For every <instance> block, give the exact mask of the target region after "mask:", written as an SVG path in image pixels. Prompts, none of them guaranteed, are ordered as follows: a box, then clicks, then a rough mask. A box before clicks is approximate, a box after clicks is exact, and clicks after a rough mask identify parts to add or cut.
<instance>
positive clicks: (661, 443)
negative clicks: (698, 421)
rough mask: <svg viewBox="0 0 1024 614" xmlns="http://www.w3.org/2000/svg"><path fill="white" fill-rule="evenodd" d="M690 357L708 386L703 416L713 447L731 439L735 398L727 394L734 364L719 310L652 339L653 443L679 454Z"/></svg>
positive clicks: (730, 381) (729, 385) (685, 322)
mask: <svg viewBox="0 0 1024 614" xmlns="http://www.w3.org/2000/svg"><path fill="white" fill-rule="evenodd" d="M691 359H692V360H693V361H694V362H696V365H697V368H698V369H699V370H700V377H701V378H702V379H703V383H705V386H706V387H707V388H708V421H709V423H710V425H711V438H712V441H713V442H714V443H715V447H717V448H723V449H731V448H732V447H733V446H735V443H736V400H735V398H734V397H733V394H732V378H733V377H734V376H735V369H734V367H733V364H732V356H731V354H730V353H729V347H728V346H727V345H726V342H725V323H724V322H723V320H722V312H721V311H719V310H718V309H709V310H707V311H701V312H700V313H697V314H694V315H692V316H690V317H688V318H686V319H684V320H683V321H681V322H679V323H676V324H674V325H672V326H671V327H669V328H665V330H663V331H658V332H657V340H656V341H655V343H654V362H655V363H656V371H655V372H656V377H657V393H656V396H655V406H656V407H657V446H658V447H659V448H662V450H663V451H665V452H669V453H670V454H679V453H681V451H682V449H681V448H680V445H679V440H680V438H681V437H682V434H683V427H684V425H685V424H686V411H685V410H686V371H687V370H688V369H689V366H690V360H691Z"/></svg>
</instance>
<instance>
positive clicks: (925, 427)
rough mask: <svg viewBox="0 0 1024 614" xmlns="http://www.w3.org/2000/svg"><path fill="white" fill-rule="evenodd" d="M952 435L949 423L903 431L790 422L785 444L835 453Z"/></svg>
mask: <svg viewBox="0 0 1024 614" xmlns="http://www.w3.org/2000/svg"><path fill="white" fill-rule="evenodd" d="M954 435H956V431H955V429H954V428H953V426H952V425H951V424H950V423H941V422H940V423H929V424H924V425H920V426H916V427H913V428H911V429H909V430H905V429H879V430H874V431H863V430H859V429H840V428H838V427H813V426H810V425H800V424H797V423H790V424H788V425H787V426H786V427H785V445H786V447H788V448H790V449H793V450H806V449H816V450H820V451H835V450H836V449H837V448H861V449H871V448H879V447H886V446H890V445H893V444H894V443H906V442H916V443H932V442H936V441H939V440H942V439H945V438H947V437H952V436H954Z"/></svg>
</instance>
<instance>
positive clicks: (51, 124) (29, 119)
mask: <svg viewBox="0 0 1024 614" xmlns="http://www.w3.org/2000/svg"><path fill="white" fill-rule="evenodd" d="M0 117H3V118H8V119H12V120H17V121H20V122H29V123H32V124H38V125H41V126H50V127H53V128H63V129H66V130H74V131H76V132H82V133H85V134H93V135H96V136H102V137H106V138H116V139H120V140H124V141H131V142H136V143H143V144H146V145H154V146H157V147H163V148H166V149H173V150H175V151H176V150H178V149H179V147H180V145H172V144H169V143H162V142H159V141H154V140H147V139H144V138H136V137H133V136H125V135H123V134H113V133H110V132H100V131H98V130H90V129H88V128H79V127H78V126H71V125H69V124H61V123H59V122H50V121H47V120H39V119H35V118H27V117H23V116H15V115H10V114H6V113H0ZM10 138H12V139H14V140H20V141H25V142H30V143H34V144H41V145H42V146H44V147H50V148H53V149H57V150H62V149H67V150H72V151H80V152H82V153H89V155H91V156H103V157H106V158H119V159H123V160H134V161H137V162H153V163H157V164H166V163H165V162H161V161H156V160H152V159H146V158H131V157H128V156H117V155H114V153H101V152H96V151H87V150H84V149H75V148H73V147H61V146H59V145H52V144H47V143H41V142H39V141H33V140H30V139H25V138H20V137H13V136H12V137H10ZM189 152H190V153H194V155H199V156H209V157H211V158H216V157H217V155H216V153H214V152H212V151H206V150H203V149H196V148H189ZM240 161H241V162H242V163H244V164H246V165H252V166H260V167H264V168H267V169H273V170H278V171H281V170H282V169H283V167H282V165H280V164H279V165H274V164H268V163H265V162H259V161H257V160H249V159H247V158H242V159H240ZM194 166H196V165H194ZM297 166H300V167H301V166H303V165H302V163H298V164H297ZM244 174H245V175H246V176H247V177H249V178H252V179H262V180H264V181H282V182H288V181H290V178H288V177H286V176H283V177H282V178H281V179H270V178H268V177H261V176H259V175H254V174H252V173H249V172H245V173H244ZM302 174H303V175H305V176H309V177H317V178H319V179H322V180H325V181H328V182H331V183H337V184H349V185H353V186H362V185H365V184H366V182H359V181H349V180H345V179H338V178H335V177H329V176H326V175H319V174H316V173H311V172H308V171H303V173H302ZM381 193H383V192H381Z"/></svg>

┄┄┄┄┄┄

#### The problem:
Update the lines above by replacing every "rough mask" with "coarse mask", and keep everything else the same.

#### Solution for this exercise:
For every <instance> block, give the exact mask of the target region after "mask:", written as an SVG path in image pixels. Prompts, none of them guaranteed, are ordered as follows: a box, then clicks, then a coarse mask. A box before clicks is approximate, a box after clicks is exact, and clicks after a coarse mask identify parts to add or cut.
<instance>
positive clicks: (661, 443)
negative clicks: (698, 421)
coarse mask: <svg viewBox="0 0 1024 614" xmlns="http://www.w3.org/2000/svg"><path fill="white" fill-rule="evenodd" d="M690 357L708 386L703 416L713 447L731 439L735 398L727 394L734 364L719 310L652 339L653 443L679 454Z"/></svg>
positive clicks: (730, 381) (729, 385) (685, 322)
mask: <svg viewBox="0 0 1024 614" xmlns="http://www.w3.org/2000/svg"><path fill="white" fill-rule="evenodd" d="M691 359H692V360H693V361H694V362H696V365H697V368H698V369H699V370H700V377H701V378H702V379H703V383H705V386H706V387H707V388H708V421H709V423H710V425H711V438H712V441H713V442H714V443H715V447H717V448H723V449H731V448H732V447H733V446H735V443H736V400H735V398H734V397H733V394H732V378H733V377H734V376H735V369H734V367H733V364H732V356H731V354H730V353H729V347H728V346H727V345H726V342H725V323H724V322H723V320H722V312H721V311H719V310H718V309H709V310H707V311H701V312H700V313H697V314H694V315H692V316H690V317H688V318H686V319H684V320H683V321H681V322H679V323H676V324H674V325H672V326H671V327H669V328H665V330H663V331H658V332H657V340H656V341H655V343H654V362H655V363H656V371H655V372H656V377H657V393H656V396H655V406H656V407H657V446H658V447H659V448H662V450H663V451H665V452H669V453H670V454H679V453H681V451H682V449H681V448H680V445H679V440H680V438H681V437H682V434H683V427H684V425H685V424H686V411H685V410H686V371H687V370H688V369H689V366H690V360H691Z"/></svg>
</instance>
<instance>
positive clicks: (925, 427)
coarse mask: <svg viewBox="0 0 1024 614" xmlns="http://www.w3.org/2000/svg"><path fill="white" fill-rule="evenodd" d="M952 435L949 423L903 431L790 422L785 444L835 453Z"/></svg>
mask: <svg viewBox="0 0 1024 614" xmlns="http://www.w3.org/2000/svg"><path fill="white" fill-rule="evenodd" d="M954 435H956V431H955V429H954V428H953V426H952V425H951V424H950V423H941V422H940V423H929V424H924V425H920V426H916V427H913V428H911V429H909V430H905V429H879V430H874V431H863V430H859V429H840V428H838V427H813V426H810V425H800V424H797V423H790V424H788V425H787V426H786V427H785V445H786V447H788V448H790V449H793V450H806V449H816V450H820V451H835V450H836V449H837V448H861V449H871V448H879V447H886V446H890V445H893V444H894V443H906V442H916V443H932V442H936V441H939V440H942V439H945V438H947V437H952V436H954Z"/></svg>
</instance>
<instance>
positive clicks: (51, 124) (29, 119)
mask: <svg viewBox="0 0 1024 614" xmlns="http://www.w3.org/2000/svg"><path fill="white" fill-rule="evenodd" d="M0 117H3V118H8V119H12V120H17V121H20V122H29V123H32V124H38V125H41V126H50V127H53V128H63V129H66V130H74V131H76V132H82V133H85V134H93V135H96V136H102V137H106V138H116V139H120V140H124V141H131V142H136V143H143V144H146V145H154V146H157V147H163V148H166V149H173V150H175V151H176V150H178V149H179V147H180V145H172V144H169V143H162V142H159V141H154V140H147V139H144V138H136V137H133V136H125V135H123V134H113V133H110V132H100V131H98V130H90V129H88V128H79V127H78V126H71V125H69V124H61V123H59V122H50V121H47V120H39V119H35V118H27V117H23V116H15V115H10V114H6V113H0ZM10 138H12V139H14V140H20V141H25V142H30V143H34V144H41V145H42V146H44V147H50V148H53V149H57V150H62V149H67V150H72V151H80V152H82V153H89V155H91V156H103V157H106V158H119V159H123V160H134V161H137V162H153V163H157V164H166V163H165V162H161V161H156V160H152V159H146V158H131V157H128V156H117V155H114V153H101V152H96V151H87V150H84V149H75V148H73V147H61V146H59V145H52V144H47V143H41V142H39V141H33V140H30V139H25V138H20V137H13V136H12V137H10ZM189 152H190V153H194V155H199V156H209V157H211V158H216V157H217V155H216V153H214V152H212V151H206V150H203V149H196V148H189ZM240 161H241V162H242V163H244V164H246V165H252V166H260V167H264V168H267V169H273V170H278V171H281V170H282V169H283V167H282V165H280V164H279V165H274V164H268V163H265V162H259V161H257V160H249V159H247V158H242V159H240ZM194 166H196V165H194ZM297 166H300V167H301V166H303V165H302V163H298V164H297ZM244 174H245V175H246V176H247V177H249V178H252V179H262V180H264V181H282V182H288V181H290V178H288V177H286V176H283V177H282V178H281V179H270V178H268V177H261V176H259V175H254V174H252V173H249V172H245V173H244ZM302 174H303V175H305V176H309V177H317V178H319V179H322V180H325V181H328V182H331V183H337V184H349V185H353V186H362V185H365V184H366V182H359V181H349V180H345V179H338V178H335V177H329V176H326V175H319V174H316V173H311V172H308V171H303V173H302ZM381 193H383V192H381Z"/></svg>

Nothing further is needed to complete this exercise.